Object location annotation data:
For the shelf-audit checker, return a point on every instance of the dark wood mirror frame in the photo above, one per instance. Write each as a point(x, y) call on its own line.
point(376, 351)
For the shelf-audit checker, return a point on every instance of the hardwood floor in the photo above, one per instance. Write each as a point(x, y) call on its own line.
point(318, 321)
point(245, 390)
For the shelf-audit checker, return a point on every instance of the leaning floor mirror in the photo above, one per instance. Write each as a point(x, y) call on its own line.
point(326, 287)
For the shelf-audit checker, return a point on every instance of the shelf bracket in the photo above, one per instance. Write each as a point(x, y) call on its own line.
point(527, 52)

--

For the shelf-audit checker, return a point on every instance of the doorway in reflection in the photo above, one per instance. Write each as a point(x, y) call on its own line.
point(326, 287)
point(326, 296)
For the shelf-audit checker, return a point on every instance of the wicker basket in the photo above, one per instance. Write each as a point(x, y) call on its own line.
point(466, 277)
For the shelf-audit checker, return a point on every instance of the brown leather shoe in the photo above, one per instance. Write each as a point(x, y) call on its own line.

**GIVEN EXERCISE**:
Recast everything from the line containing "of the dark" down to the line containing "point(527, 52)" as a JSON list of strings, one string per line and no blank lines.

**RESULT BELOW**:
[
  "For the shelf-audit checker, return a point on every instance of the dark wood mirror frame in the photo above, one per instance. Write each as a point(x, y) call on its own line.",
  "point(376, 351)",
  "For the shelf-audit checker, return a point on every instance of the hardwood floor in the photo above, one per instance. Write each as a point(x, y) call on its own line.",
  "point(318, 321)",
  "point(245, 390)",
  "For the shelf-audit checker, return a point on every instance of the leaning floor mirror in the photo above, one per instance. Write each as a point(x, y) call on its own line.",
  "point(326, 287)",
  "For the shelf-audit checker, return a point on every instance of the shelf bracket in the photo above, one per instance. Write each as a point(x, y) call on its own line.",
  "point(527, 52)"
]